大隅線廃線跡調査 6

調査結果

大隅高須〜荒平

大隅高須駅跡から国分方向を見る。手前の橋が高須川の橋。 少し進むと突然サイクリングロードが途切れる。この先は草むした路盤が続く。
サイクリングロードの途切れた地点から国分方向を見る。道路の山側を線路が通っていた。 荒平集落へと降ってきた線路跡。奥が鹿屋方向。
荒平集落手前を通る線路跡。ここに駅を作れば便利だったろうが勾配があるために断念したのだろう。 荒平駅跡。集落から離れた場所にあった。ホームや待合室が残っている。奥が鹿屋方向。(写真が暗くてすみません)

大隅高須を出るとすぐに高須川を渡り、県道をくぐって道路の山側に移る。高須川の橋は架け替えられていた。

○ ○ ○

**練習問題:**
1/ 本文によると、荒平駅跡にはどのようなものが残っているか。
2/ 本文のうち、「サイクリングロードの途切れた」という語句を含むところから始まり「奥が鹿屋方向。(写真が暗くてすみません)」で終わる部分を、一字も変えずに書き抜きなさい。

**提供資料:**
○ ○ ○

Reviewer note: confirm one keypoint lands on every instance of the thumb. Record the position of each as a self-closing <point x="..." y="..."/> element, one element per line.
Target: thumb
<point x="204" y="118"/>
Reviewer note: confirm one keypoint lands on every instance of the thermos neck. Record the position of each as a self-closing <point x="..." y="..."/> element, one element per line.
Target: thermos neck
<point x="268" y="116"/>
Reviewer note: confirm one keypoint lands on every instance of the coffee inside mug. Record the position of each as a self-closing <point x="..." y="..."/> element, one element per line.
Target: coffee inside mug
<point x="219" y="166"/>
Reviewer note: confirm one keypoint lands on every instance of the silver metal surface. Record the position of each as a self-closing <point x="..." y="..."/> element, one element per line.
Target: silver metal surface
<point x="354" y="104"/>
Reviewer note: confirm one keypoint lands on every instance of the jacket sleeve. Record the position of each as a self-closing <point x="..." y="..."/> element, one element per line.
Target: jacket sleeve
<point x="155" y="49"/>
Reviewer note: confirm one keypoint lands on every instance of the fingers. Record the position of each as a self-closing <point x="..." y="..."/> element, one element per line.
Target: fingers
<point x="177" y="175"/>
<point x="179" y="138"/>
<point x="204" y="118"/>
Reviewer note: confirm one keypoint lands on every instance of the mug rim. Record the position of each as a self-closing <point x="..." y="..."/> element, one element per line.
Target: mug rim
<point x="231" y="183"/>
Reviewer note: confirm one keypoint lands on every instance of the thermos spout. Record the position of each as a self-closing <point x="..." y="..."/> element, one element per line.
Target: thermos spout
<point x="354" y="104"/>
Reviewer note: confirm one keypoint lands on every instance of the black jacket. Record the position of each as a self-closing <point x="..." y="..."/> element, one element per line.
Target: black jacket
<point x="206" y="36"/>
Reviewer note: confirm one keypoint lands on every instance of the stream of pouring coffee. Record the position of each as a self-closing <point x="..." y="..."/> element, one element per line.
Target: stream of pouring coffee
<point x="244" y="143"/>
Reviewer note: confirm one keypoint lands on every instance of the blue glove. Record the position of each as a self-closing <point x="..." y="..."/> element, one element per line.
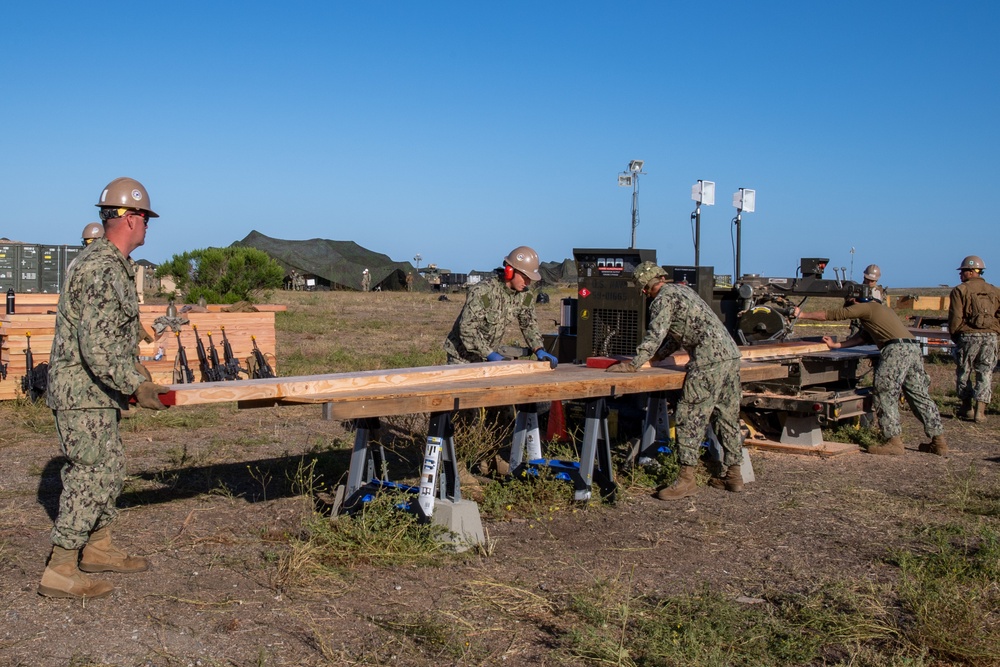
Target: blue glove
<point x="542" y="355"/>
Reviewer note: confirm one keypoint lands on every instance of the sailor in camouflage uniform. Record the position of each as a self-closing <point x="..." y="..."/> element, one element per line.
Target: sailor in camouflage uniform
<point x="973" y="324"/>
<point x="900" y="371"/>
<point x="679" y="318"/>
<point x="494" y="304"/>
<point x="92" y="374"/>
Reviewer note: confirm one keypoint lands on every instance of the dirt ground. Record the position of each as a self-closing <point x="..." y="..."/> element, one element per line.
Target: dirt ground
<point x="208" y="502"/>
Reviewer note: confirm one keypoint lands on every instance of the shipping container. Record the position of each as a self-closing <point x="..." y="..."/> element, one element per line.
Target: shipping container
<point x="49" y="269"/>
<point x="27" y="269"/>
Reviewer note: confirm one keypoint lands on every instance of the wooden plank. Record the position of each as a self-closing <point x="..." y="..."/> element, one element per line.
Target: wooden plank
<point x="824" y="450"/>
<point x="341" y="383"/>
<point x="442" y="388"/>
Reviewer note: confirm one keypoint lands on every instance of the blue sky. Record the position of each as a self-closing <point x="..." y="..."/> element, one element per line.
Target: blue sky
<point x="459" y="130"/>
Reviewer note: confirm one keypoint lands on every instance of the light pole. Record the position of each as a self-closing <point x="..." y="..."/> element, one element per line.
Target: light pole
<point x="744" y="200"/>
<point x="631" y="177"/>
<point x="702" y="192"/>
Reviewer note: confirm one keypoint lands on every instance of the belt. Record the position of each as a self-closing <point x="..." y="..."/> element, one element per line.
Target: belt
<point x="911" y="341"/>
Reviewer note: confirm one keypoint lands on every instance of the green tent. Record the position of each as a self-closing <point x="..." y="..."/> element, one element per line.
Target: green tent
<point x="335" y="265"/>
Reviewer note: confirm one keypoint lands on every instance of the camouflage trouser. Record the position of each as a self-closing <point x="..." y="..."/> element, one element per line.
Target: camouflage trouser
<point x="711" y="395"/>
<point x="901" y="371"/>
<point x="975" y="359"/>
<point x="92" y="476"/>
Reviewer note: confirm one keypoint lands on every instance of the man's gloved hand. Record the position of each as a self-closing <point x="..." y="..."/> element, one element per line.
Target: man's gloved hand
<point x="148" y="395"/>
<point x="144" y="372"/>
<point x="622" y="367"/>
<point x="542" y="355"/>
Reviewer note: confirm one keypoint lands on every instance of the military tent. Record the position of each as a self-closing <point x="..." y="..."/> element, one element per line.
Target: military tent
<point x="335" y="265"/>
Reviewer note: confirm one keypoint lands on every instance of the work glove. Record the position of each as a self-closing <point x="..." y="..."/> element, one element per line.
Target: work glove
<point x="542" y="355"/>
<point x="143" y="371"/>
<point x="148" y="395"/>
<point x="622" y="367"/>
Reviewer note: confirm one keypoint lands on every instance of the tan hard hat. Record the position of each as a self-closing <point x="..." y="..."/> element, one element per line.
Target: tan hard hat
<point x="646" y="272"/>
<point x="126" y="193"/>
<point x="94" y="230"/>
<point x="972" y="262"/>
<point x="525" y="260"/>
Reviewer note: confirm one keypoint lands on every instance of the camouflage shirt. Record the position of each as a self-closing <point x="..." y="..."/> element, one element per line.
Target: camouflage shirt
<point x="489" y="308"/>
<point x="92" y="363"/>
<point x="973" y="307"/>
<point x="679" y="318"/>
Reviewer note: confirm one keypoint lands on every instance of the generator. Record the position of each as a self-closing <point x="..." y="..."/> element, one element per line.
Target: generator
<point x="611" y="314"/>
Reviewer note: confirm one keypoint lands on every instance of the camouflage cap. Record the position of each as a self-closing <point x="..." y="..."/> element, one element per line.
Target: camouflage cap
<point x="646" y="273"/>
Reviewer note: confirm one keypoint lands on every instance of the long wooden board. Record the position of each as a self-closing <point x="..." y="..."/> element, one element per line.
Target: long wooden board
<point x="337" y="384"/>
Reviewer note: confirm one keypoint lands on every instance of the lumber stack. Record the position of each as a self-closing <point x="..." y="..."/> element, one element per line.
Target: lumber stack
<point x="14" y="330"/>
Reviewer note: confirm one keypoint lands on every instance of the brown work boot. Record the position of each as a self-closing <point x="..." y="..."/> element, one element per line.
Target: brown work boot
<point x="938" y="445"/>
<point x="682" y="487"/>
<point x="100" y="555"/>
<point x="62" y="578"/>
<point x="892" y="448"/>
<point x="732" y="481"/>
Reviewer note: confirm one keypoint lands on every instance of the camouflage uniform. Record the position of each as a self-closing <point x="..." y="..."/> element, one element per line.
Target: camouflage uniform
<point x="679" y="318"/>
<point x="975" y="344"/>
<point x="900" y="370"/>
<point x="489" y="308"/>
<point x="92" y="374"/>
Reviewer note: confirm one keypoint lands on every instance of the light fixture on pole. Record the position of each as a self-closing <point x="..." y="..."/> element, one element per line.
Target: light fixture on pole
<point x="744" y="199"/>
<point x="702" y="192"/>
<point x="627" y="178"/>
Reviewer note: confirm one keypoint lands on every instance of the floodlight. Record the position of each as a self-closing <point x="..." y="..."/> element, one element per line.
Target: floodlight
<point x="745" y="200"/>
<point x="703" y="192"/>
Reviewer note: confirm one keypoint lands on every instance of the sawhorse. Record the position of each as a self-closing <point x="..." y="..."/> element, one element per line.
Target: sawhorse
<point x="439" y="494"/>
<point x="656" y="438"/>
<point x="595" y="452"/>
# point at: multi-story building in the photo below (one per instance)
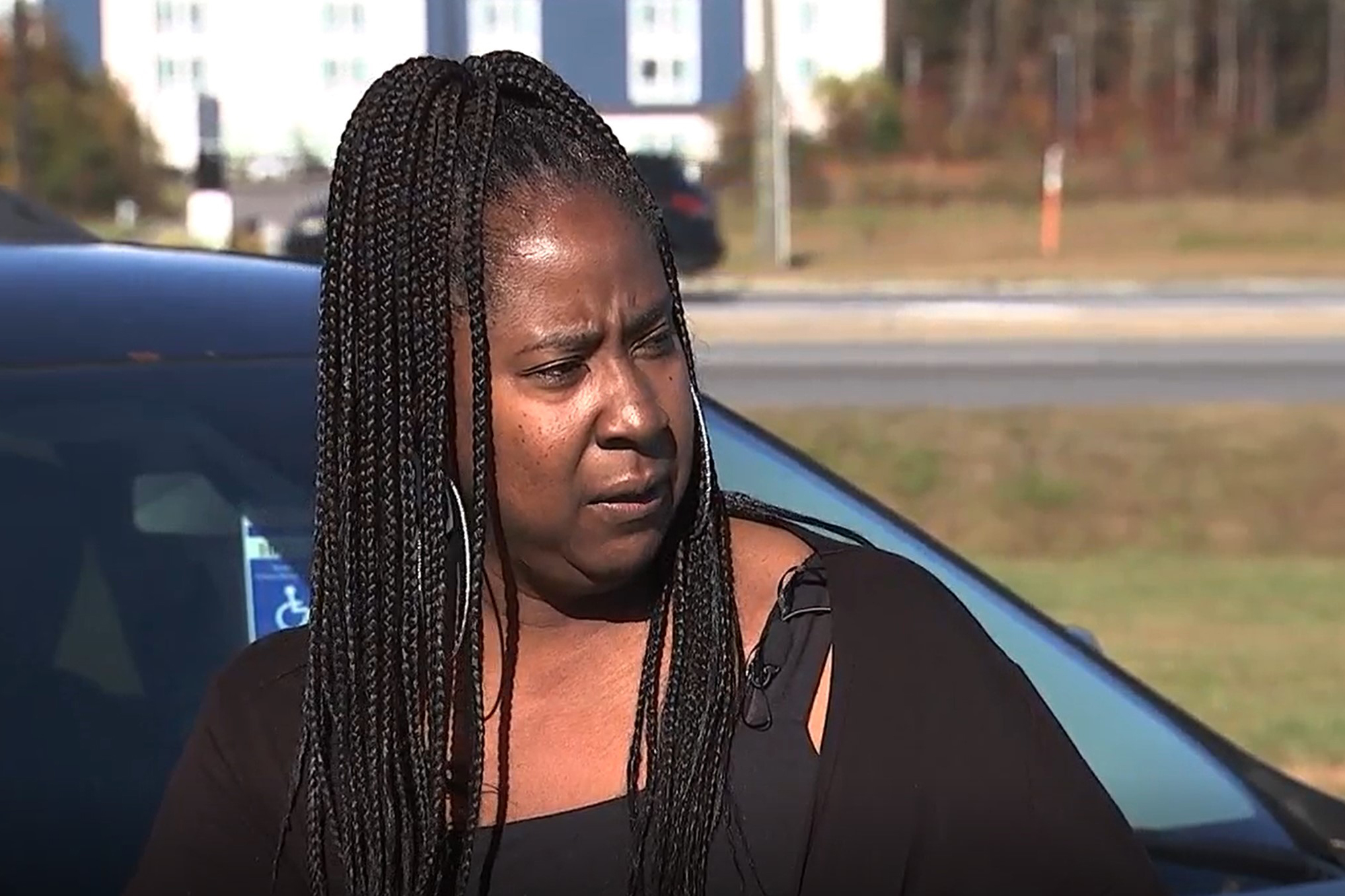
(284, 74)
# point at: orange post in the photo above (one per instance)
(1052, 199)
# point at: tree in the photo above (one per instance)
(864, 114)
(1229, 66)
(1336, 55)
(89, 147)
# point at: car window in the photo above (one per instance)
(154, 519)
(151, 522)
(1159, 775)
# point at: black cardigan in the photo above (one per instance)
(943, 771)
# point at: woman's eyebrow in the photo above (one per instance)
(579, 337)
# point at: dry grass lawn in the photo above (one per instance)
(1147, 240)
(1204, 546)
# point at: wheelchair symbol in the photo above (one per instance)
(293, 611)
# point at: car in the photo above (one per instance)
(689, 211)
(689, 214)
(157, 475)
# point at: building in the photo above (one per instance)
(285, 74)
(815, 40)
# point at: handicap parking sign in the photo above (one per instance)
(277, 590)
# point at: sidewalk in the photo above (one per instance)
(1011, 319)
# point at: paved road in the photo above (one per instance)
(1090, 293)
(1025, 372)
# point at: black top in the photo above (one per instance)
(941, 773)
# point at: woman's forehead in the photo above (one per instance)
(572, 257)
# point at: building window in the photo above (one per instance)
(807, 15)
(663, 17)
(505, 24)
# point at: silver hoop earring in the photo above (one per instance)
(706, 462)
(464, 596)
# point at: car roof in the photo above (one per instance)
(27, 222)
(115, 302)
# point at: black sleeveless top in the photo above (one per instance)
(972, 789)
(772, 778)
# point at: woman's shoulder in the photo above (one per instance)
(268, 672)
(252, 710)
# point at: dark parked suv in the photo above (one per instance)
(688, 210)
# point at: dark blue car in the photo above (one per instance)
(157, 466)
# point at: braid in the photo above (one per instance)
(392, 751)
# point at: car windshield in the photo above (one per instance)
(157, 518)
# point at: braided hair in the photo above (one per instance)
(390, 758)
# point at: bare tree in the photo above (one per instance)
(1011, 20)
(972, 98)
(1336, 55)
(1263, 80)
(1184, 58)
(1144, 17)
(1086, 28)
(1228, 34)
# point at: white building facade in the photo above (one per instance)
(285, 74)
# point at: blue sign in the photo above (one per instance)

○ ○ ○

**各問の解答:**
1/ ホームや待合室が残っている。

2/
サイクリングロードの途切れた地点から国分方向を見る。道路の山側を線路が通っていた。 荒平集落へと降ってきた線路跡。奥が鹿屋方向。
荒平集落手前を通る線路跡。ここに駅を作れば便利だったろうが勾配があるために断念したのだろう。 荒平駅跡。集落から離れた場所にあった。ホームや待合室が残っている。奥が鹿屋方向。(写真が暗くてすみません)